EXERCISE DIRECTIONS ::
Print all of the items below word for word, leaving out the pictures.

[Saved entries]
* * * * * * *

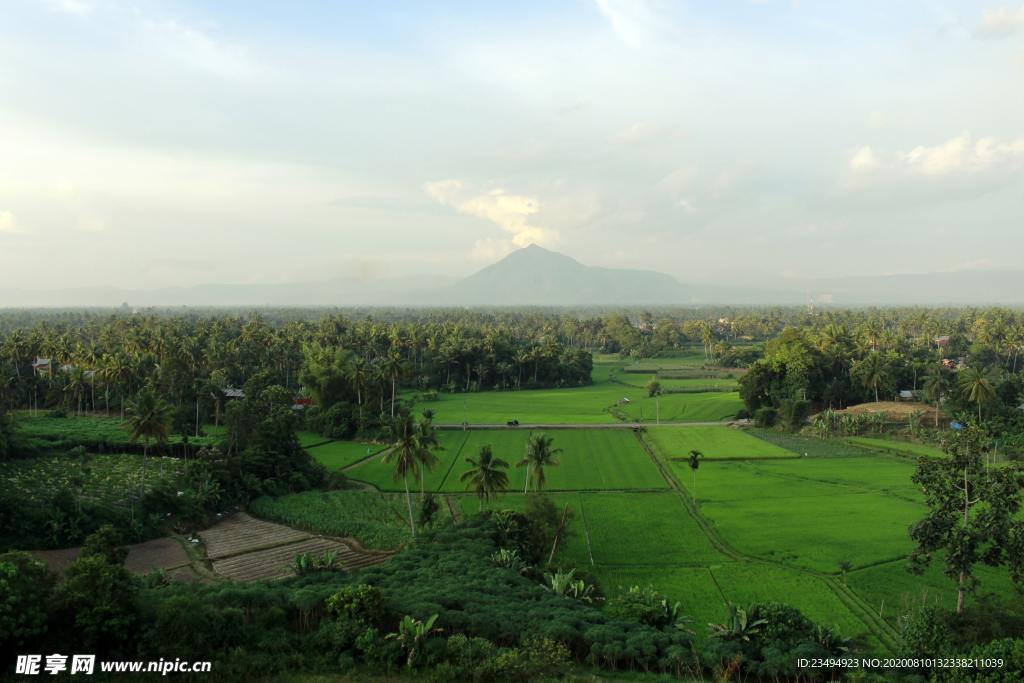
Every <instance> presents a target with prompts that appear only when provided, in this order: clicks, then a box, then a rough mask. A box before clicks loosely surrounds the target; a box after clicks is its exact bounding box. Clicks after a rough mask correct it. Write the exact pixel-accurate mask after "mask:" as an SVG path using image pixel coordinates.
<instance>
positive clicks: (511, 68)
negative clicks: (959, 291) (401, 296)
mask: <svg viewBox="0 0 1024 683" xmlns="http://www.w3.org/2000/svg"><path fill="white" fill-rule="evenodd" d="M2 2H3V12H2V13H3V20H2V22H0V288H26V289H51V288H71V287H83V286H117V287H124V288H133V289H145V288H158V287H172V286H173V287H178V286H190V285H199V284H208V283H240V284H245V283H284V282H309V281H317V280H327V279H333V278H352V276H355V278H359V279H378V278H387V276H399V275H409V274H420V273H437V274H447V275H466V274H469V273H470V272H472V271H474V270H476V269H478V268H479V267H481V266H483V265H486V264H487V263H489V262H492V261H494V260H497V259H498V258H500V257H502V256H503V255H505V254H507V253H509V252H510V251H512V250H514V249H516V248H518V247H522V246H525V245H528V244H530V243H536V244H539V245H541V246H544V247H547V248H550V249H553V250H556V251H560V252H563V253H566V254H569V255H571V256H573V257H575V258H578V259H580V260H581V261H583V262H585V263H588V264H593V265H606V266H623V267H638V268H649V269H654V270H660V271H664V272H668V273H670V274H672V275H675V276H676V278H678V279H679V280H681V281H683V282H703V281H709V280H715V281H716V282H722V281H723V280H728V281H729V282H732V283H736V284H740V285H756V284H759V283H768V282H772V283H774V282H783V281H799V280H801V279H807V278H828V276H841V275H872V274H882V273H892V272H931V271H949V270H959V269H971V268H1017V267H1022V266H1024V258H1022V256H1021V255H1022V254H1024V3H1022V2H1019V1H1018V2H1011V3H1009V4H997V3H993V2H972V1H958V2H948V3H945V4H943V3H937V2H919V1H916V0H900V2H892V0H885V1H882V2H877V1H874V0H862V1H860V2H842V3H841V2H831V1H825V0H819V1H815V0H802V1H799V2H797V1H794V0H777V1H772V0H763V1H760V2H754V1H742V0H733V1H726V0H723V1H721V2H682V1H680V2H673V1H671V0H544V1H540V0H523V1H520V2H480V1H469V0H465V1H461V2H429V3H428V2H419V1H414V2H400V1H396V0H384V1H382V2H362V1H358V2H307V1H302V0H293V1H290V2H286V3H282V2H272V3H271V2H256V1H251V0H250V1H243V0H222V1H218V2H200V1H198V0H196V1H184V0H173V1H172V0H166V1H165V0H134V1H132V2H120V1H116V0H36V1H29V0H2Z"/></svg>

* * * * * * *

SOLUTION TO THE PROBLEM ::
Every <instance> presents a target with prompts that appear only when provided, in this order: clicks, then a box, then a rough mask. A box before clicks loosely surrounds the target; a box after clicks is its exact bounding box. Clicks after a rough mask correct it. Write the exact pixel-accurate mask after "mask:" as an SVG path using image pixel coordinates.
<instance>
positive clicks: (511, 68)
negative clicks: (959, 291) (401, 296)
mask: <svg viewBox="0 0 1024 683" xmlns="http://www.w3.org/2000/svg"><path fill="white" fill-rule="evenodd" d="M2 2H3V12H2V13H3V20H2V22H0V288H26V289H51V288H71V287H83V286H117V287H124V288H133V289H145V288H158V287H172V286H173V287H178V286H190V285H199V284H208V283H240V284H245V283H284V282H309V281H317V280H327V279H333V278H352V276H355V278H359V279H378V278H387V276H399V275H409V274H420V273H437V274H447V275H466V274H469V273H470V272H472V271H474V270H476V269H478V268H479V267H481V266H483V265H486V264H487V263H489V262H492V261H494V260H497V259H498V258H500V257H502V256H503V255H505V254H507V253H509V252H510V251H512V250H514V249H516V248H518V247H522V246H525V245H528V244H530V243H536V244H539V245H541V246H544V247H547V248H550V249H553V250H556V251H560V252H563V253H566V254H569V255H571V256H573V257H575V258H578V259H580V260H581V261H583V262H585V263H588V264H593V265H606V266H623V267H638V268H649V269H654V270H660V271H664V272H668V273H670V274H672V275H675V276H676V278H678V279H679V280H681V281H683V282H703V281H709V280H715V281H716V282H722V281H723V280H728V281H729V282H732V283H736V284H740V285H756V284H759V283H768V282H772V283H774V282H783V281H799V280H801V279H807V278H828V276H841V275H872V274H882V273H892V272H931V271H949V270H959V269H971V268H1017V267H1022V266H1024V258H1022V256H1021V255H1022V254H1024V3H1022V2H1019V1H1018V2H1011V3H1009V4H997V3H993V2H972V1H958V2H948V3H945V4H943V3H937V2H919V1H916V0H900V2H892V0H885V1H882V2H877V1H874V0H862V1H860V2H842V3H841V2H831V1H825V0H819V1H815V0H802V1H799V2H797V1H794V0H777V1H772V0H763V1H760V2H754V1H742V0H733V1H726V0H723V1H721V2H682V1H680V2H673V1H671V0H544V1H540V0H523V1H520V2H480V1H469V0H465V1H461V2H429V3H428V2H419V1H414V2H400V1H396V0H384V1H382V2H362V1H358V2H307V1H302V0H293V1H290V2H286V3H282V2H272V3H271V2H256V1H251V0H250V1H243V0H222V1H218V2H200V1H198V0H196V1H184V0H173V1H172V0H166V1H165V0H134V1H132V2H120V1H116V0H36V1H29V0H2Z"/></svg>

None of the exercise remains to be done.